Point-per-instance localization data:

---+---

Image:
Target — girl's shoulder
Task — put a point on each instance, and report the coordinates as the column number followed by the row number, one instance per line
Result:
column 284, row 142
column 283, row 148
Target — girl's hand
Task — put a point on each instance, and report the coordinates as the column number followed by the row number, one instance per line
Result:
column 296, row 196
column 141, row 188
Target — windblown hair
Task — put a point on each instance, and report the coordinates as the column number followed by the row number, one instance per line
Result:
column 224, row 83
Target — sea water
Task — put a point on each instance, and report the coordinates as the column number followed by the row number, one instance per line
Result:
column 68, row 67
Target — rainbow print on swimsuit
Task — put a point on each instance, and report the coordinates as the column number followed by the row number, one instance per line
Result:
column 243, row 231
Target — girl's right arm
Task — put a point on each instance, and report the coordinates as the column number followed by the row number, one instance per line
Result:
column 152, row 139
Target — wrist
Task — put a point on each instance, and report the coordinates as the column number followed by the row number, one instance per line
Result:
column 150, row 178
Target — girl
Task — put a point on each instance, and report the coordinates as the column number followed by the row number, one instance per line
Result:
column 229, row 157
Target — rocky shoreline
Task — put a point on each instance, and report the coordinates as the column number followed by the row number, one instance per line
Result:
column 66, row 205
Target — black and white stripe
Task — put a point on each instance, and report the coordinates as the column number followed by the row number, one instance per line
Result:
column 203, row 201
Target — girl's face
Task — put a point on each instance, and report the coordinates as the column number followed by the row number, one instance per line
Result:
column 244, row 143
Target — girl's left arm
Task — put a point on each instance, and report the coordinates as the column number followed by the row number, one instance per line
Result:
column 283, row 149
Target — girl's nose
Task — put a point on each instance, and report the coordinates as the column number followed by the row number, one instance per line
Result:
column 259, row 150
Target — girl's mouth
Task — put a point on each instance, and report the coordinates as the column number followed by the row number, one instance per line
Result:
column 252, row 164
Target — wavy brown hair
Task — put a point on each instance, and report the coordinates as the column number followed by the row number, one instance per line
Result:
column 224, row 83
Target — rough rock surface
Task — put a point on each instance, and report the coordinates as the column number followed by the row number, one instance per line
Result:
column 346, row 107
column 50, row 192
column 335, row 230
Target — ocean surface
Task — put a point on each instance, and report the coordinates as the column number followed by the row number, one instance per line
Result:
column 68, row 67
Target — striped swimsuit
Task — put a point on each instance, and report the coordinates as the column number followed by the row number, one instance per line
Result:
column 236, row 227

---+---

### EXERCISE AIM
Output every record above in full, exactly as it reads.

### WRITTEN SOLUTION
Image:
Target — girl's shoulder
Task — put a point on each instance, and report the coordinates as the column number followed by the row number, one instance per line
Result:
column 284, row 142
column 283, row 148
Target — girl's hand
Task — put a point on each instance, and report the coordinates as the column number followed by the row number, one instance per line
Result:
column 296, row 196
column 141, row 188
Target — windblown hair
Task — put a point on each instance, and report the coordinates as the column number followed by the row number, one instance per line
Result:
column 224, row 83
Target — sea water
Task — put a point on each instance, and report the coordinates as the column number followed by the row number, one instance per line
Result:
column 68, row 67
Target — rainbow print on swimsuit
Task — put a point on each instance, and report the coordinates as the column number followed by the row number, one instance per line
Result:
column 243, row 231
Target — girl's right arm
Task — put a point on each instance, and report the coordinates as the column number followed by the row number, one instance per line
Result:
column 152, row 139
Target — wrist
Task — put a point on each instance, and report the coordinates as the column number followed by the row number, one instance per line
Result:
column 150, row 178
Target — girl
Task — put a point on each instance, and report the coordinates as the column number followed by the row number, one instance per line
Result:
column 229, row 157
Target — rocky shoreline
Task — put a point on each instance, and report the coordinates as the column number followed by the row number, one instance per line
Result:
column 66, row 205
Target — black and white stripe
Task — put a point on each instance, and report the coordinates as the column number followed by the row number, one instance per line
Result:
column 203, row 201
Target — girl's face
Task — put a point on each instance, and report the coordinates as the column number followed by the row number, one instance per line
Result:
column 244, row 143
Target — girl's left arm
Task — put a point on each instance, and report the coordinates as the column number followed by the row number, one instance per line
Result:
column 283, row 149
Target — girl's nose
Task — put a point on each instance, and report the coordinates as the column number followed by the row number, one instance per line
Result:
column 259, row 150
Target — girl's mouth
Task — put a point on each instance, and report the coordinates as the column number followed by the row number, one instance per line
Result:
column 252, row 164
Target — wavy brown hair
Task — put a point on each instance, and report the coordinates as the column number followed by the row number, one instance per line
Result:
column 224, row 83
Target — rough rock surface
Task — put a point on each instance, and report the coordinates as the column number followed by the row number, one instance per line
Result:
column 346, row 107
column 50, row 192
column 335, row 230
Target — ocean surface
Task — put a point on each instance, and report the coordinates as the column number followed by the row number, one instance per line
Result:
column 68, row 67
Target — striped swimsuit
Task — put a point on each instance, and report the coordinates as the column number followed by the row number, one instance per line
Result:
column 236, row 227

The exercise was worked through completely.